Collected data
------------------------
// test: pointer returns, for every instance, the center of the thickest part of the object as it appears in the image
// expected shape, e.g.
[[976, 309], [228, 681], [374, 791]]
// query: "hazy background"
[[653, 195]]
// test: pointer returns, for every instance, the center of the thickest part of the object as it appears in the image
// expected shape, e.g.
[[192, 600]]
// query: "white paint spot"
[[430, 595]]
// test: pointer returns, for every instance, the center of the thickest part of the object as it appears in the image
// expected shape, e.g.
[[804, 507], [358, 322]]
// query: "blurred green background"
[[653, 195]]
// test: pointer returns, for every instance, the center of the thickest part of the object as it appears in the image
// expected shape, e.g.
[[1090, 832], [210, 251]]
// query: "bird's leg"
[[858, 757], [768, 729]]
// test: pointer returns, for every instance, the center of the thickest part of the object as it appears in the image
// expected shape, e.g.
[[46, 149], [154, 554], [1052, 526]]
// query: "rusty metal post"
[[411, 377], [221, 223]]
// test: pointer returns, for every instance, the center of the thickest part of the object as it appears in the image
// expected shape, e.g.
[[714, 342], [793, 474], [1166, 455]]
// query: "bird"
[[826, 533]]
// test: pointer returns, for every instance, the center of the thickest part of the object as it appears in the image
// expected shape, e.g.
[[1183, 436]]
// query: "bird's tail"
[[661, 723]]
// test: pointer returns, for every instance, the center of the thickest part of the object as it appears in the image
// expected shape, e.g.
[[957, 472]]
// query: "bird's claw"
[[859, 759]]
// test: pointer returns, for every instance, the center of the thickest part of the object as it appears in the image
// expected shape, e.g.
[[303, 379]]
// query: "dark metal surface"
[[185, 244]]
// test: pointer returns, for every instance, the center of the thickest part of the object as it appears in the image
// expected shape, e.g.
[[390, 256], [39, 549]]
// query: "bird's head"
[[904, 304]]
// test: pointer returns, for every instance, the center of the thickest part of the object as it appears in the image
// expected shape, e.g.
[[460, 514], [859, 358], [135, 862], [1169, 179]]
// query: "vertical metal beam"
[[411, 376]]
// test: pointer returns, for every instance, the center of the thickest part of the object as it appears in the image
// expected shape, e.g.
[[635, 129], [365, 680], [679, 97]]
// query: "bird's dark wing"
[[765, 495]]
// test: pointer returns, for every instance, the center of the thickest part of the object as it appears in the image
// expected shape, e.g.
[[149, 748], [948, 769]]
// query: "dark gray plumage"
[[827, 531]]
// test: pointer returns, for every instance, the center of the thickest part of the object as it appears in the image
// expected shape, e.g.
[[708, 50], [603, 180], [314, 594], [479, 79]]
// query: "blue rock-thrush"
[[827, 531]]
------------------------
Reproduce the listing shown above in its entirety, exactly.

// test: pointer returns, for every instance, the center of the thickest part of the object as it appears in the image
// expected shape, e.g.
[[976, 309], [228, 681], [374, 791]]
// query: "hazy background"
[[653, 195]]
// test: pointer returns, for every instance, the center of the thickest part of the object as it appears in the image
// expected shape, e.g.
[[192, 600]]
// query: "white paint spot"
[[430, 595]]
// test: pointer returns, for every instance, the center of the thickest part of the object as it appears in the image
// expected shape, e.g.
[[804, 507], [358, 322]]
// query: "blurred green background"
[[653, 195]]
// test: pointer returns, for every instance, the center of the thickest part of the object as it appears in the image
// expected shape, e.g.
[[1090, 832], [210, 251]]
// query: "bird's leg"
[[858, 757], [768, 729]]
// test: pointer returns, for every instance, the center of the thickest part of the object as it appears in the image
// expected shape, e.g.
[[46, 149], [154, 554], [1052, 526]]
// query: "rusty metal post"
[[411, 377], [221, 223]]
// test: pointer returns, for every instance, the center of the thickest part of the object as it appears in the image
// expected shape, e.g.
[[714, 342], [793, 474], [1166, 455]]
// query: "bird"
[[826, 533]]
// test: pointer returns, for every instance, the center of the thickest part of the object as it appears in the image
// expected shape, e.g.
[[1183, 436]]
// query: "bird's tail"
[[661, 723]]
// test: pointer returns, for every instance, the center of the thickest part of the object as it appears in the image
// expected shape, e.g.
[[957, 472]]
// query: "bird's claw"
[[859, 759]]
// test: pointer returns, for every instance, the center of the thickest part of the object as it appears in the image
// expected shape, e.g.
[[303, 379]]
// query: "dark metal surface"
[[185, 244]]
// test: pointer returns, for every instance, the center of the thickest part of the object as it appears in the image
// expected shape, e.g.
[[390, 256], [39, 549]]
// query: "bird's head"
[[904, 304]]
// test: pointer returns, for every instance, the center of the thickest part of the object as it appears in the image
// expected shape, e.g.
[[460, 514], [859, 358], [135, 862], [1169, 179]]
// query: "vertical metal beam"
[[411, 376]]
// test: pointer returns, for every instance, the center of the thickest part of the object as it appears in the image
// expected shape, e.g.
[[635, 129], [365, 680], [679, 97]]
// query: "bird's dark wing"
[[765, 495]]
// test: pointer returns, for every instance, the center of the thickest part of the object as it appears in the image
// expected shape, e.g.
[[149, 748], [948, 769]]
// query: "dark gray plumage"
[[827, 531]]
// test: pointer returns, for every instance, the center of the thickest part of the object as it appears in the image
// expected shape, e.g.
[[708, 50], [603, 180], [314, 594], [479, 79]]
// query: "blue rock-thrush"
[[827, 531]]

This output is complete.